▶
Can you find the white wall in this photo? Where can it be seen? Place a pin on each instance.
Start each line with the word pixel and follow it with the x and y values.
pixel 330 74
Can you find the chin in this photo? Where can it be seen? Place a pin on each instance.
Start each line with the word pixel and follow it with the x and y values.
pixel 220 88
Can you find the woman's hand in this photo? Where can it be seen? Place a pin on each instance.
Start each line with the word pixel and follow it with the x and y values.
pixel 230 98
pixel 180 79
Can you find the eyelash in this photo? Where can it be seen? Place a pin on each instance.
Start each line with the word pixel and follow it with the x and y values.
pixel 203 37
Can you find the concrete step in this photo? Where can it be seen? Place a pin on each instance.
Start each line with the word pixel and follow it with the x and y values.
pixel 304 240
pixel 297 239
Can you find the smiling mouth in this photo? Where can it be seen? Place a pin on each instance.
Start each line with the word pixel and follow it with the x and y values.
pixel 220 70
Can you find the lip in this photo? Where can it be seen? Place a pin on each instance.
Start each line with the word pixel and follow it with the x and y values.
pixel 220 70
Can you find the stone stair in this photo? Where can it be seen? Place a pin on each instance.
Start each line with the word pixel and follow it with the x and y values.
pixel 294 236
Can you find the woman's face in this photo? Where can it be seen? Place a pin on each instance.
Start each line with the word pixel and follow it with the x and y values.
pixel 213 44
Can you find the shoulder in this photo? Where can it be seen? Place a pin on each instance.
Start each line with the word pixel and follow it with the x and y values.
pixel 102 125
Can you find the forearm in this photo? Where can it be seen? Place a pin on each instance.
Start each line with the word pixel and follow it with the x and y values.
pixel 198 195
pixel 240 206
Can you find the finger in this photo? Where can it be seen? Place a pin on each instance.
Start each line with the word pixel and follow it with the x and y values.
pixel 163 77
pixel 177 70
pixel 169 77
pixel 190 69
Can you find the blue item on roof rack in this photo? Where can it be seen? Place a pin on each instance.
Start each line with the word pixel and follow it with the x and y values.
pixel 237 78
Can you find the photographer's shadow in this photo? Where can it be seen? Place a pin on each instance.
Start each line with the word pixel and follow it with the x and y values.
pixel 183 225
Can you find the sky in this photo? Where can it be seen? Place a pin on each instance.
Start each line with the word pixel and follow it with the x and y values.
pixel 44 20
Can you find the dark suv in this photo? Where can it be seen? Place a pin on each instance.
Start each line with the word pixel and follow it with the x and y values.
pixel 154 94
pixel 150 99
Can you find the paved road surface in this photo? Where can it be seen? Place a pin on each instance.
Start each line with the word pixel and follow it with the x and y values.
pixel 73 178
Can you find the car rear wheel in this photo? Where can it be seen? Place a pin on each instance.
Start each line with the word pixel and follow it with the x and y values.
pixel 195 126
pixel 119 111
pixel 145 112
◀
:: STATED TASK ::
Turn the stretch from the start of the records through the line containing "pixel 330 74" into a Markdown table with two columns, Row and Line, leaving out any blank lines.

:: WRITTEN REPLY ::
| Row | Line |
|---|---|
| 1 | Can you find the white wall in this photo? Where can it be seen? Place a pin on each instance. |
| 2 | Start each line with the word pixel and follow it with the x and y values. |
| 3 | pixel 330 74 |